> _Problem to work on_: Retype the range from the line holding "Target: blue vest" to the last line of the listing, inclusive, exactly as it appears and with nothing else.

*** Exercise materials ***

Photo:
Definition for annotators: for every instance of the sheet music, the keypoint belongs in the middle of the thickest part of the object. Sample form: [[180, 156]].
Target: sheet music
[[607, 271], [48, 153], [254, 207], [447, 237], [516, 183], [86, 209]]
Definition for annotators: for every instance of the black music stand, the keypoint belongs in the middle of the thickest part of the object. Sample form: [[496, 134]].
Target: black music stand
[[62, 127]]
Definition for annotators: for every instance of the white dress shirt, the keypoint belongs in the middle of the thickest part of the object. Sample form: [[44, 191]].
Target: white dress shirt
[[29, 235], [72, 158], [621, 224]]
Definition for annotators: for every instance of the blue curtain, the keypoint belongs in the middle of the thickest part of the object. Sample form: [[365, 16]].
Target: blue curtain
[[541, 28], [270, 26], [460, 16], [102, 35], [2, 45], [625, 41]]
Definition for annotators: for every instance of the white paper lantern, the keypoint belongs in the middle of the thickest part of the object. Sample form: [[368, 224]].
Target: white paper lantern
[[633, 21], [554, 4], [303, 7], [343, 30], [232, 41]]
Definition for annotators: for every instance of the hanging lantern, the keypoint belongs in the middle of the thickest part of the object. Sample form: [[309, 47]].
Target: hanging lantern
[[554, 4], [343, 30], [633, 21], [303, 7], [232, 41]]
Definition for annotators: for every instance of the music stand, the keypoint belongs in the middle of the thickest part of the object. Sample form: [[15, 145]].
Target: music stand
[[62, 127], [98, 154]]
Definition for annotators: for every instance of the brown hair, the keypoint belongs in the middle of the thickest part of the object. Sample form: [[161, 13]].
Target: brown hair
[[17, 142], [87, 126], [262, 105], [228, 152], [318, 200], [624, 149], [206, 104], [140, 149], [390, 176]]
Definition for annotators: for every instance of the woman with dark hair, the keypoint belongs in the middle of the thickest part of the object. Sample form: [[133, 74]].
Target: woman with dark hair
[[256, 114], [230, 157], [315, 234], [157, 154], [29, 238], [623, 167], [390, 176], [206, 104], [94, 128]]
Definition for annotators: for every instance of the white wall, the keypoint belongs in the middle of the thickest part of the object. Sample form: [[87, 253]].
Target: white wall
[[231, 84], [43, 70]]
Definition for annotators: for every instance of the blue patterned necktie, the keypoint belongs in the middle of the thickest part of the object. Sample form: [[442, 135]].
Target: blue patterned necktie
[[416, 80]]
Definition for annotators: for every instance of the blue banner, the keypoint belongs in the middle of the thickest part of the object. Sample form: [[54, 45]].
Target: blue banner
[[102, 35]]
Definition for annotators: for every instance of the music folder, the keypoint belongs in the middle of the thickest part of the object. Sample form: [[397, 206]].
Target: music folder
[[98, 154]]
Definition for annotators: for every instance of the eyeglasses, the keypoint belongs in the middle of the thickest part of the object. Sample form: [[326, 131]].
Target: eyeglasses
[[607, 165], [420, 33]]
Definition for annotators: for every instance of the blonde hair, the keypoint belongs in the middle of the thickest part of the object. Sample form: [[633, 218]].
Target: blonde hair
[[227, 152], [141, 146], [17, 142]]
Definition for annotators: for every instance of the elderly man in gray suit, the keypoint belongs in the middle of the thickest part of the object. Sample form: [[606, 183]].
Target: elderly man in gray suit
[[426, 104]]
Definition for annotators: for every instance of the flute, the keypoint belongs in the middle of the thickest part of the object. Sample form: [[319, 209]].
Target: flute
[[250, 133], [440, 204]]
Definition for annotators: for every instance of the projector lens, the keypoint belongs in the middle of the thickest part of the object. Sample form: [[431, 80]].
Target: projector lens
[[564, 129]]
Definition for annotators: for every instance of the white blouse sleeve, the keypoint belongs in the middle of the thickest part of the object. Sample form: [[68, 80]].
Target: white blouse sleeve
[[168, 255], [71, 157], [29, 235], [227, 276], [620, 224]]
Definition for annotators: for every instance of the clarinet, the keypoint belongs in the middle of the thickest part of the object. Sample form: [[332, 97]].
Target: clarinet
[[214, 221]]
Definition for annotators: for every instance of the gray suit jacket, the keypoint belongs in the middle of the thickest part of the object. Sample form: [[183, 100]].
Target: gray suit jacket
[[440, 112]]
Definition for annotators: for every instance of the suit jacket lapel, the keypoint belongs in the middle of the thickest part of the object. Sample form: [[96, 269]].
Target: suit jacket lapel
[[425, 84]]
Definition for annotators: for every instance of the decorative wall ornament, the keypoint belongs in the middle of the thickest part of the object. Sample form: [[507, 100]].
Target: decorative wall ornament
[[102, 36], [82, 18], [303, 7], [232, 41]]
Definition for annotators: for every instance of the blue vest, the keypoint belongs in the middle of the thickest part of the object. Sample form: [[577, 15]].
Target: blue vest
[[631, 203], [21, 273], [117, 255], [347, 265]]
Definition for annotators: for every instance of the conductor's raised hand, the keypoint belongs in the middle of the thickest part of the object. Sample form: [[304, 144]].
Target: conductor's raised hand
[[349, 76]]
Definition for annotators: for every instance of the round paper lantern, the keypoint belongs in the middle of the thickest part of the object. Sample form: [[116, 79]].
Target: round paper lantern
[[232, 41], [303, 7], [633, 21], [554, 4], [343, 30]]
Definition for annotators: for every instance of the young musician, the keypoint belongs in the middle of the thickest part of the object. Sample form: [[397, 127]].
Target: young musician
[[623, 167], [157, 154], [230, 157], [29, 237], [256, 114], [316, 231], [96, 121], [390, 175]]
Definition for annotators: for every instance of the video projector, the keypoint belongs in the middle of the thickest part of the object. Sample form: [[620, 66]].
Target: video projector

*** End of Exercise materials ***

> _Written reply_:
Target: blue vest
[[631, 203], [21, 273], [117, 255], [347, 265]]
Definition for annotators: for every instance of the conductor's raised hand, the keypoint belongs in the middle of the thickest part of the object. Sample form: [[304, 144]].
Target: conductor's raised hand
[[349, 76]]
Definition for annotators: for every instance of the round paper lantern, the keypoint belongs in the middle of the thickest part of the object. Sample form: [[116, 79]].
Target: round paper lantern
[[232, 41], [303, 7], [633, 21], [554, 4], [343, 30]]
Definition for annotators: for every instance of the young musician, the keypoint belongs in the middle of the thickest part of the object. Sample form: [[397, 127]].
Target: young musician
[[623, 167], [157, 154], [230, 157], [29, 237], [256, 114], [316, 231], [96, 121], [390, 175]]
Definition for annotators: for every instance of the video projector, the keypoint belongs in the middle of the thickest part of the object. Sample form: [[620, 66]].
Target: video projector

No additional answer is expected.